## WHAT YOU WILL DO
Reproduce the part of the records that opens with the line containing "Provide the segmentation of every instance of the blue" and closes with the line containing "154), (225, 157)]", both included, with the requests unchanged. Scale every point coordinate in the answers by 2.1, rounding to whole numbers with halves rounded up, and give only these lines.

## MATERIAL PROVIDED

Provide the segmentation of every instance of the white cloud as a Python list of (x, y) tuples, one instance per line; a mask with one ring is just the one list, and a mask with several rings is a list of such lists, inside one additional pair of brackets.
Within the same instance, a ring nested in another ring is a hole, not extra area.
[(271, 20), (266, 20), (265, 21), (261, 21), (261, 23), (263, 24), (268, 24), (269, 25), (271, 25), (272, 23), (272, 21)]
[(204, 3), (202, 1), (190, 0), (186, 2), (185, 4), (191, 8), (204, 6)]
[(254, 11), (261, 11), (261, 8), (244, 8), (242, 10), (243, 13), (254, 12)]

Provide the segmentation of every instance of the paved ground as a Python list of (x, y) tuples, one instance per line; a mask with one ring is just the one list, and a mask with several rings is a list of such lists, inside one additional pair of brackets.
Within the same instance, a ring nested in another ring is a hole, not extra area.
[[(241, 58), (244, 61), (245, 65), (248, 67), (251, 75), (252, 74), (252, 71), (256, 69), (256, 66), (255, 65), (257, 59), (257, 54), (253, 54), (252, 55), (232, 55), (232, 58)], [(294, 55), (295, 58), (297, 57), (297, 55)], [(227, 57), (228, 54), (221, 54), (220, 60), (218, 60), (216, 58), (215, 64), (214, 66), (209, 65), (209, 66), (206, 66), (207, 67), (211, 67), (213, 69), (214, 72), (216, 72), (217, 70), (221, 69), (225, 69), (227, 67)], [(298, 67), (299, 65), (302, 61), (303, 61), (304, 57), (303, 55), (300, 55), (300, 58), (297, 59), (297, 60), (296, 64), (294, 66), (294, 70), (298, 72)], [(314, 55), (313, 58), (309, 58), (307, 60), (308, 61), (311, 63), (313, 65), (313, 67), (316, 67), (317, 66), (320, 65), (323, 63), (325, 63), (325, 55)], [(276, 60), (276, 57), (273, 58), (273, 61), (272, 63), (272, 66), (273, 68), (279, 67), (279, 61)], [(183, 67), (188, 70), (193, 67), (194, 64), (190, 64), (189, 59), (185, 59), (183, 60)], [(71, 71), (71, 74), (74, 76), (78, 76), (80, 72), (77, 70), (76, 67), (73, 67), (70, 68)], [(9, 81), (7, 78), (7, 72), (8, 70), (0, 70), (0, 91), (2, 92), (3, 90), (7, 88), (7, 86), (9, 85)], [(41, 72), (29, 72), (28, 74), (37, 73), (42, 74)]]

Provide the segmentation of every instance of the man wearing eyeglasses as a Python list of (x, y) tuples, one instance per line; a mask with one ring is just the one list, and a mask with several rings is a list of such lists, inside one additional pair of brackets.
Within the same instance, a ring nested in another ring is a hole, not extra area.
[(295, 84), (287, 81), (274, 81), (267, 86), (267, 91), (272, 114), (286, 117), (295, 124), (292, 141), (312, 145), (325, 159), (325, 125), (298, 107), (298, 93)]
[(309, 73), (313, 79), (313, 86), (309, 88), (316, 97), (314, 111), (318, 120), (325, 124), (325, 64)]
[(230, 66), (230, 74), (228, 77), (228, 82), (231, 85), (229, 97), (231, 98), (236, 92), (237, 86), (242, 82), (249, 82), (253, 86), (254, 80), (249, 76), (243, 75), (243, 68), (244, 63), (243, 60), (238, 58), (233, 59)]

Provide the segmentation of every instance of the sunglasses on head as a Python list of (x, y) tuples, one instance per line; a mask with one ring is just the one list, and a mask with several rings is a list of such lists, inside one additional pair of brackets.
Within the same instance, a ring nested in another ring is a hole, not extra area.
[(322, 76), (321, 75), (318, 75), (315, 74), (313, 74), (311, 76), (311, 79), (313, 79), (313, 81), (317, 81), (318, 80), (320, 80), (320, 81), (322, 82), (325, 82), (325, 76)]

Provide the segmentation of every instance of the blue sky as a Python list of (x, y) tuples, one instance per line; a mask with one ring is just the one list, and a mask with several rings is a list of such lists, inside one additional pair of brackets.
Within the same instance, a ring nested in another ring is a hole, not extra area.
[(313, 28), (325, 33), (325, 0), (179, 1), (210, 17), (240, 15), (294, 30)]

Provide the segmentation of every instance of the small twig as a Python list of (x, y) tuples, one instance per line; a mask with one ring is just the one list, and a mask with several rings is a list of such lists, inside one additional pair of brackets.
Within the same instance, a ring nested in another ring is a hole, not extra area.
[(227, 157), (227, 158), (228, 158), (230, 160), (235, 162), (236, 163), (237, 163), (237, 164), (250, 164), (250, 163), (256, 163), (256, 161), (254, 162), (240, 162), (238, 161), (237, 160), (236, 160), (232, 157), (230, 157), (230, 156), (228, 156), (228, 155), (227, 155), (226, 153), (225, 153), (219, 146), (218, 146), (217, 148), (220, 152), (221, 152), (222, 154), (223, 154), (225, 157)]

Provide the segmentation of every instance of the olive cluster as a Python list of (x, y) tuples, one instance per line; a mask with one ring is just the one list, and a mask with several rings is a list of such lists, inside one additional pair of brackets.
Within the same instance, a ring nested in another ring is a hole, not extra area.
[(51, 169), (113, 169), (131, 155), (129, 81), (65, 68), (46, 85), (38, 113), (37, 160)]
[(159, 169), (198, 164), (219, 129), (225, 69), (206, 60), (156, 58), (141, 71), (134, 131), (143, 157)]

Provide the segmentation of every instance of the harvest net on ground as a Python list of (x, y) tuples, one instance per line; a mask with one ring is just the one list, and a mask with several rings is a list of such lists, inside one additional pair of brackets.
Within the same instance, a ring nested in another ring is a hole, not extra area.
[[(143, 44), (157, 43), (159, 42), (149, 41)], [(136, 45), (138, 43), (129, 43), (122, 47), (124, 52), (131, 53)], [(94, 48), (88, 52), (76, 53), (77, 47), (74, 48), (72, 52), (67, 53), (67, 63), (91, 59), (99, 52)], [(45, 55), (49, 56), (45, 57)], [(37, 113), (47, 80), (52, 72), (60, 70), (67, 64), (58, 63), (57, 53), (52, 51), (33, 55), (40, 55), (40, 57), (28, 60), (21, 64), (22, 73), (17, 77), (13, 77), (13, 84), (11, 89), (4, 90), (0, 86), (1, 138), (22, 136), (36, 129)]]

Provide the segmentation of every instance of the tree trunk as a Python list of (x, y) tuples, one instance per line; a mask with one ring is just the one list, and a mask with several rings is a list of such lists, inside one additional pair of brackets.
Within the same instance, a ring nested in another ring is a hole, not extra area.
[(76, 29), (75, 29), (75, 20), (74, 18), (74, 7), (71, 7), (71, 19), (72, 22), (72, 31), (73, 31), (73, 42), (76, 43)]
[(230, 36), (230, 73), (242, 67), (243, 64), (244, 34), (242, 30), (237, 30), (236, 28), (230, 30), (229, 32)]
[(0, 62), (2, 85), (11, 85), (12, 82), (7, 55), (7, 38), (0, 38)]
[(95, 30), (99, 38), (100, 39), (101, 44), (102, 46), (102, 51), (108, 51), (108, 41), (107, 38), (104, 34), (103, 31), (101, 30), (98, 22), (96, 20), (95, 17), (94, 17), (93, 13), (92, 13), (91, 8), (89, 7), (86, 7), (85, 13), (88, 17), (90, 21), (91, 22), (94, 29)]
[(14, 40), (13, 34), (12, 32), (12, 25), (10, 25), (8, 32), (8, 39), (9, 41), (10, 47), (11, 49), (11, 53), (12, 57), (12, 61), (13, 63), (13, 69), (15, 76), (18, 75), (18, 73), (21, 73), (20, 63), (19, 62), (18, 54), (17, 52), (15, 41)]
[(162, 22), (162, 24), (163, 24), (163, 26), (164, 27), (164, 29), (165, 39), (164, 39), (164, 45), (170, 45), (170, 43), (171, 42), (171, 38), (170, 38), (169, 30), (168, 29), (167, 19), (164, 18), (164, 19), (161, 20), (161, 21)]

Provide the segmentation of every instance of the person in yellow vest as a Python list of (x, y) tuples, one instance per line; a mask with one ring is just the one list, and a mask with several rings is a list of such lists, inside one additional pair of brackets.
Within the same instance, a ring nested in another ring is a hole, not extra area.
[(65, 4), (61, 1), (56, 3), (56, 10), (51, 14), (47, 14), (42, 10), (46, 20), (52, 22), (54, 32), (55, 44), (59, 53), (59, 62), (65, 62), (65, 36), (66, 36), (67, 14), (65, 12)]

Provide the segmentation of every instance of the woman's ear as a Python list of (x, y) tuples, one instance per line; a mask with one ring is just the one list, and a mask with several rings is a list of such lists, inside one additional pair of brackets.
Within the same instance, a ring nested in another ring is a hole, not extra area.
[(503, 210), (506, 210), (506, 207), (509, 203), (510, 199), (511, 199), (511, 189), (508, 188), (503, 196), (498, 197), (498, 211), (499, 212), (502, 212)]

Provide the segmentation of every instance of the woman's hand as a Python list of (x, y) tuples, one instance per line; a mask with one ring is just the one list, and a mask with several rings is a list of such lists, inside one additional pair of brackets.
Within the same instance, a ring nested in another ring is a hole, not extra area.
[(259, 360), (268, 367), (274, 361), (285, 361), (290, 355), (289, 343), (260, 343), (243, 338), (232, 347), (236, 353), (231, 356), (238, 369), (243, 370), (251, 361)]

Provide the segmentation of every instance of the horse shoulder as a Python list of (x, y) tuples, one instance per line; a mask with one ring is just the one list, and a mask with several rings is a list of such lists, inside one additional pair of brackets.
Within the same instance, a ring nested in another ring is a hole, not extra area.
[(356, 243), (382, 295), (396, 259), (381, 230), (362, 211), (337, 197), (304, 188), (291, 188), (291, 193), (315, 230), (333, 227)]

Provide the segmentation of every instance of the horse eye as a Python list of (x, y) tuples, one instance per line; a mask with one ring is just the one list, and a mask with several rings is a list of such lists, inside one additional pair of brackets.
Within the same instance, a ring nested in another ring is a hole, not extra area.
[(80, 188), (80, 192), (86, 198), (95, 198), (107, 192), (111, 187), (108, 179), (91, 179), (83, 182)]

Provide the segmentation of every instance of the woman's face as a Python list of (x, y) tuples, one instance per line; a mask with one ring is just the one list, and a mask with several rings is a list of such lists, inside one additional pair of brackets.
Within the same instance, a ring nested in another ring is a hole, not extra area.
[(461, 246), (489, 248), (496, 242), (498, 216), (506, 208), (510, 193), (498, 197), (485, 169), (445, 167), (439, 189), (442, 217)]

## RESULT OF THE EXERCISE
Provide the segmentation of every instance of the blue sky as a Python list of (x, y) tuples, one instance per line; a mask with one ring is just the one list, and a mask with several rings is a list of such lists, inside one additional pair of brackets.
Within the same instance, a ring nested in another ring is a hole, not extra area.
[(657, 59), (683, 69), (683, 0), (376, 2), (441, 36), (504, 32), (617, 63)]

Provide the segmentation of every instance of the small twig as a Python list of (x, y) tuples, one instance per line; a mask with one ring is just the one list, and a mask with several rings is a list of such lists, inside one additional pair of brackets.
Within the same instance, a ring nested in another ring is a hole, not extra area.
[(477, 330), (477, 332), (479, 332), (483, 336), (494, 340), (496, 342), (498, 342), (498, 344), (525, 344), (525, 342), (538, 342), (538, 338), (533, 340), (504, 340), (500, 338), (498, 336), (496, 336), (487, 330), (483, 330), (483, 328), (479, 328), (479, 326), (477, 326), (475, 321), (473, 321), (460, 307), (458, 307), (456, 311), (462, 319), (464, 319), (466, 323), (468, 323), (473, 330)]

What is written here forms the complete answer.